(Saved entries)
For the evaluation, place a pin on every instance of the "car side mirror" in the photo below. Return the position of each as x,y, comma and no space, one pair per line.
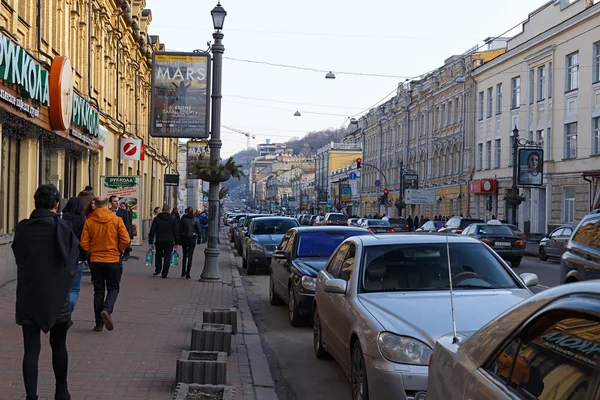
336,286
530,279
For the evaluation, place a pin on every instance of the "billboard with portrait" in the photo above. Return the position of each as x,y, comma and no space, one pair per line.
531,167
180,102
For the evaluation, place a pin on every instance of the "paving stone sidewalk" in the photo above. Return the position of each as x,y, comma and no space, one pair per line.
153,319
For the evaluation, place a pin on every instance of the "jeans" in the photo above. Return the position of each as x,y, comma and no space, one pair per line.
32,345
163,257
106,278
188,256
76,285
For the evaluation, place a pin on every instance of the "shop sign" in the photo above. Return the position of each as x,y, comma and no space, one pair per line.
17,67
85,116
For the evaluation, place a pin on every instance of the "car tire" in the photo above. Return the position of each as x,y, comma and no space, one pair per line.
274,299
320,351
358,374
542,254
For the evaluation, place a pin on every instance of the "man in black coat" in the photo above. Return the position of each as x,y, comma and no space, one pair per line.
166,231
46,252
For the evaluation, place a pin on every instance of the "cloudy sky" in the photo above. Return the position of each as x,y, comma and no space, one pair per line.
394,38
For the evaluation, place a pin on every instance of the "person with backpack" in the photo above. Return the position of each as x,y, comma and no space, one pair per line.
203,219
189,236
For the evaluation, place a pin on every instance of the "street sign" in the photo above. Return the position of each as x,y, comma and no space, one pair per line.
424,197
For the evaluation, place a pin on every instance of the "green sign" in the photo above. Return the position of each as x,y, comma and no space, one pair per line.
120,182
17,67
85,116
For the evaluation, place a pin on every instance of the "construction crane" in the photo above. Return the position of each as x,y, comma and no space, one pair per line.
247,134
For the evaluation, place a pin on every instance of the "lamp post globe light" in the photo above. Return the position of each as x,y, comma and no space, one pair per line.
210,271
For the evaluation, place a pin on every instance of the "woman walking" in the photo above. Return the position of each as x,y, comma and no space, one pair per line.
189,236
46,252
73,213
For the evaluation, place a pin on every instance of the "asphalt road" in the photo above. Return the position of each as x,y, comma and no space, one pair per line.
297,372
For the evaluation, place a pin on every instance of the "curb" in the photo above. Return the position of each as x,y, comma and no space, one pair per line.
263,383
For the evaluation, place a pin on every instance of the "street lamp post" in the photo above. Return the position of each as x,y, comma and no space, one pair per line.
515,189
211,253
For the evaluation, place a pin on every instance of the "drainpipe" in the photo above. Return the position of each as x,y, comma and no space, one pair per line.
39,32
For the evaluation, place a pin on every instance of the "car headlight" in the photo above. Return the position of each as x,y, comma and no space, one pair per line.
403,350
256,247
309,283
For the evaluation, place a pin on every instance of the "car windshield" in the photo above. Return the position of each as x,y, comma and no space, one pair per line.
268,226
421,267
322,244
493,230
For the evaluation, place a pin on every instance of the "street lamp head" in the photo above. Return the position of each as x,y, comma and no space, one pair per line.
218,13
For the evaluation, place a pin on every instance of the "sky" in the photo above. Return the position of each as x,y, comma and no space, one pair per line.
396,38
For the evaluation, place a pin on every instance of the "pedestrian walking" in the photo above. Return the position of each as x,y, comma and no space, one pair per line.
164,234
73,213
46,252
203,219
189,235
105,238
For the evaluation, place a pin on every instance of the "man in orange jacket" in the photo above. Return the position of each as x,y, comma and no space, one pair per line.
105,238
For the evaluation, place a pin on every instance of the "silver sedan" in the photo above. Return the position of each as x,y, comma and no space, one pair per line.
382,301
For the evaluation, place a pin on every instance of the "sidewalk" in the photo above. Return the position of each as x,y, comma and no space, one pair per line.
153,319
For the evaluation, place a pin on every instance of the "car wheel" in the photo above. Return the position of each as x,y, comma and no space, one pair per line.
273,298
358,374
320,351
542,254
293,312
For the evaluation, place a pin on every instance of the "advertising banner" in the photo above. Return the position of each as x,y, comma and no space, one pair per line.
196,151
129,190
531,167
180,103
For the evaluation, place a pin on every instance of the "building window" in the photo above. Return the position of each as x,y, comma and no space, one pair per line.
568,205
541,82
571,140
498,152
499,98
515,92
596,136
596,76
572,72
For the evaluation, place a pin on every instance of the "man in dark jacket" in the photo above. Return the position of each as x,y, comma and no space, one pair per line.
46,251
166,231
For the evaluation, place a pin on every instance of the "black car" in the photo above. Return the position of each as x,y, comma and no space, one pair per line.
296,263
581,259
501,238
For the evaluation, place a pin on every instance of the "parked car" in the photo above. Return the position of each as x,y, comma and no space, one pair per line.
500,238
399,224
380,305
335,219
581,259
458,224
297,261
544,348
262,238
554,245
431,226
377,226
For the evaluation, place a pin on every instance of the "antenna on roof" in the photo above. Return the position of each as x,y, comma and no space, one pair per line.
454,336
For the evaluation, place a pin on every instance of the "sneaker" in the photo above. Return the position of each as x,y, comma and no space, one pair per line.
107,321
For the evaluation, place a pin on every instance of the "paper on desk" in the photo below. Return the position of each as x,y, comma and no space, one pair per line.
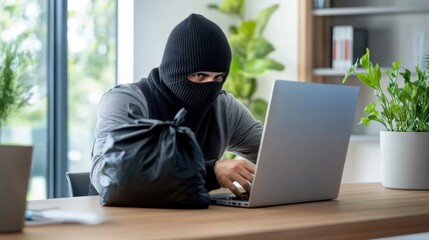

**INSTRUCTION**
Reproduce every line precisely as given, omitting all pictures.

**SOLUTION BELOW**
For the evaluation, place a pin on every instance of the "car side mirror" in the photo below. Return the position of each as x,y, comma and no space, one pair per line.
336,286
530,279
For the evaluation, place a pin on every instance of the "billboard with portrait" in the photo above. Return the position of each as x,y, comma and no space, one pair per line.
531,167
180,102
For the evaluation, place a pin on every instance of the "paving stone sidewalk" in the photo above. Return the position of each as x,y, comma and no space, one pair per line.
153,319
For the evaluation, place a pin on every instance of the "jeans" in the photo above. Return the position of each as x,y, comma and no space, one pair per line.
32,345
163,257
106,278
188,256
76,285
For the evaluation, place a pin on every instance of the "shop sign" in the photo above. Return the position of each as x,y, comma and no space, one pair per line.
17,67
85,116
For the evaluation, place a pin on every instance of the "car tire" in the photo above. Return the position of each as x,y, comma and no space, one pair per line.
274,299
320,351
358,374
542,254
For the evaluation, place a pin on every instance of the "man in black coat" in the photo above. Return the position of each as x,y, comma and no space, one pair per line.
166,231
46,252
For the evaluation, place a pin on every instance of the "cloudy sky" in the photo above. Return the position of each as x,y, comma and no space, one pair per line.
394,38
For the evaluation, place a pin on every instance of the "person with backpack" in the photo above. Return the position of each as x,y, comma and no space, one pair per line.
203,219
189,236
For the evaluation, place a pin on every instance of the "street sign" in the photo above. Return the position of each as x,y, comma and no space, one pair per line.
424,197
For the evaluation, place a pin on every instance of the "green sign" in the photo above. Return the position of each as x,y, comma and no space, one pair per line.
120,182
17,67
85,116
For the evaluation, place a pin on every instance of the "construction crane" in the photo above. Return the position of each as x,y, comma and no space, one pair per line.
247,134
For the evaluation, place a pin on every instance of the "lamp post globe light" in the photo above. Return the position of each as x,y, comma and no space, one pair per line.
210,271
For the evaluation, place a pin on every instance of the "woman walking" in the photo above. Return the position of each as x,y, comma and no space, one pair per line.
189,236
46,252
73,213
For the evaluation, place a pin on every instance of the "asphalt road" in the photo above. Return the position of each as x,y, comma and no space, one pair per line.
297,372
For the evaluation, place a pin on every instance of the "curb" in the photo above. Return the position of each as x,y, comma and no space, one pair per line.
263,383
For the evaluation, place a pin on every instance of the "street lamp post" in the photo above. Return the position of each as x,y, comma and no space, one pair per line.
515,189
211,253
For the evaluation, place a pin on every instance of the "drainpipe" in the photo above. Return the position of each as x,y, comma and no space, one pair per line.
39,32
For the evaluation, place a pin on every instance of the "car headlight" in the photo above. Return the position of each as x,y, comma and no space, one pair per line.
403,350
256,247
309,283
For the evaluation, place a pin on every instance of the "car windshield" in the photo above. Return the position of each as x,y, comma and no space, one pair per line.
268,226
421,267
322,244
493,230
For the evaluation, place a pin on every instance of the "street lamp head" in the photo above. Return the position of each as x,y, comma and no space, one pair per line.
218,13
For the evaluation, place a pin on every instance of the "sky" in the photo above. Return the position of each as x,y, comma and no space, one pair per line.
396,38
For the evaluation, place a pin on every instance of the "pedestrian walking" in the photo above. Return the position of each as x,y, comma and no space, one pair per line.
164,234
73,213
46,252
203,219
189,235
105,238
For the evaluation, place a pin on every instance of the "man in orange jacket" in the photo above. Return the position of each as x,y, comma and no space, one pair per line.
105,238
For the evaluation, place a pin on every instance of the "silver sedan" in the photo above. Return the position of each as x,y, comma and no space, one pair per line.
382,301
For the evaluation, place a pin on every instance of the "sidewalk" in the photo above. Return the position of each as x,y, comma and no space, one pair per line.
153,319
For the evaluation, place a pin on every instance of the "car wheel" in the photo above. Return the position of each as x,y, comma and no space, one pair per line.
273,298
358,374
320,351
542,254
293,312
For the evaluation, place a pin on every instance of the "advertising banner" in the photo above. Return the position of each as x,y, comma and no space, one pair per line.
196,151
129,190
531,167
180,103
For the evaluation, place a pin on every instance of the "building window" in the photo above. Return the position of each as x,y, comma and no space, one pair per line.
568,205
541,82
571,140
498,152
499,98
515,92
596,136
596,76
572,72
For the evaluation, place a pin on every instance of the "man in dark jacket" in the photo above. Return the position of each as x,y, comma and no space, one pair per line.
46,251
166,231
For the evaluation, place a pin on every instance of the "black car" in the photo above. Return the position of each as x,y, comma and no space, one pair per line.
296,263
581,259
501,238
For the evaluation, place a pin on every instance of the "parked car" in the photo above. Return the position of each as x,y, comma and no space, one pair per line.
500,238
399,224
380,305
335,219
581,259
458,224
297,261
544,348
262,238
554,245
431,226
377,226
For the evaluation, place a pin on every instance of the "antenna on roof" in the photo above. Return the position of each as x,y, comma and no space, one pair per line.
454,336
For the evaluation, place a pin on every instance of the "sneaker" in the photo above. Return the position of each as x,y, comma and no space, one pair per line.
107,321
For the evaluation, place a pin on every instance of the "paper on desk" in the photo below. Return the position of each as x,y, comma and no space, one pair per line.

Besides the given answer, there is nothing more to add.